*** Listed records ***
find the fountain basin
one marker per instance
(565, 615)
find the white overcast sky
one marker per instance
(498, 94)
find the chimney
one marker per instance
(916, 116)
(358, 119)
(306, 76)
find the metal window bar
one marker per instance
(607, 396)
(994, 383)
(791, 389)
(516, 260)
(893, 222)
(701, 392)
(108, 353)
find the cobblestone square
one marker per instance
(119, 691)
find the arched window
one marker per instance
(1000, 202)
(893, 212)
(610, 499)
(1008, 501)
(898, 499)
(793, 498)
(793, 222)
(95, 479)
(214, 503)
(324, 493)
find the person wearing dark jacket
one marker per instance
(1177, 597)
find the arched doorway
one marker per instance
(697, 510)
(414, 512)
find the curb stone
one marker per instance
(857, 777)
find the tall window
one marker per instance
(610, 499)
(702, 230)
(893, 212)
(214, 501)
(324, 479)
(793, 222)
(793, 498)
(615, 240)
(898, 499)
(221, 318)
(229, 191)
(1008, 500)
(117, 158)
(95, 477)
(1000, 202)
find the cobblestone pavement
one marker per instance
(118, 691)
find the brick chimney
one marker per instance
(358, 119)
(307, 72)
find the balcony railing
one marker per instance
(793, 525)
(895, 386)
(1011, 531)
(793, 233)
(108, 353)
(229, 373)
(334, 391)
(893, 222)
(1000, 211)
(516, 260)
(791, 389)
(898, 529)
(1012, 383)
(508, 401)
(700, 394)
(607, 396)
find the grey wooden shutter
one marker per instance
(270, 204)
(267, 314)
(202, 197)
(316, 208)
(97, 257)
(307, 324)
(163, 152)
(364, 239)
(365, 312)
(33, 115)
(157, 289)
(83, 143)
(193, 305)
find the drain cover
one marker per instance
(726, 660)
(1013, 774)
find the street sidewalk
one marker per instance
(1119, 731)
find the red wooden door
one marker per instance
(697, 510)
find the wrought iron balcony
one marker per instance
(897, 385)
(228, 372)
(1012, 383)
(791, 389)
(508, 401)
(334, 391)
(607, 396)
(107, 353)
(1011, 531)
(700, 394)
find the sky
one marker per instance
***
### Your goal
The data above should be output exactly, with each line intact.

### Solution
find the fountain basin
one marker per instance
(565, 615)
find the white overcast sky
one marker per instance
(498, 94)
find the chimney
one marker per instance
(916, 116)
(358, 119)
(306, 76)
find the metal window bar
one marker per instance
(607, 396)
(994, 383)
(791, 389)
(516, 260)
(893, 222)
(701, 392)
(108, 353)
find the cobblestone square
one marker per instance
(119, 691)
find the arched window
one marker per instance
(1000, 202)
(893, 212)
(610, 499)
(1008, 501)
(898, 499)
(793, 498)
(793, 222)
(95, 479)
(214, 503)
(324, 493)
find the person wearing dark jacket
one marker per instance
(1177, 597)
find the arched doorway
one marker per instance
(697, 510)
(414, 512)
find the curb stone
one marker per instance
(857, 777)
find the tall window
one marker per instance
(610, 499)
(702, 230)
(893, 212)
(214, 501)
(324, 479)
(793, 222)
(793, 498)
(615, 240)
(898, 499)
(221, 318)
(229, 191)
(1008, 500)
(117, 158)
(95, 477)
(1000, 202)
find the cobblestone pavement
one marker per instance
(118, 691)
find the brick chimney
one marker per instance
(358, 119)
(307, 72)
find the balcony railing
one marker per instance
(793, 525)
(895, 386)
(1011, 531)
(793, 233)
(108, 353)
(229, 373)
(334, 391)
(893, 222)
(1000, 211)
(516, 260)
(791, 389)
(898, 529)
(1012, 383)
(508, 401)
(700, 394)
(607, 396)
find the grey wooden shutter
one marker per instance
(270, 204)
(267, 314)
(202, 197)
(316, 208)
(97, 257)
(307, 324)
(163, 152)
(364, 239)
(365, 312)
(33, 115)
(157, 289)
(83, 143)
(193, 305)
find the drain cover
one marker per instance
(726, 660)
(1013, 774)
find the street sidewalk
one marker per instance
(1119, 731)
find the red wooden door
one marker per instance
(697, 510)
find the wrought iron balcony
one marker per instance
(897, 385)
(228, 372)
(1012, 383)
(791, 389)
(508, 401)
(334, 391)
(607, 396)
(107, 353)
(1011, 531)
(700, 394)
find the sky
one marker per instance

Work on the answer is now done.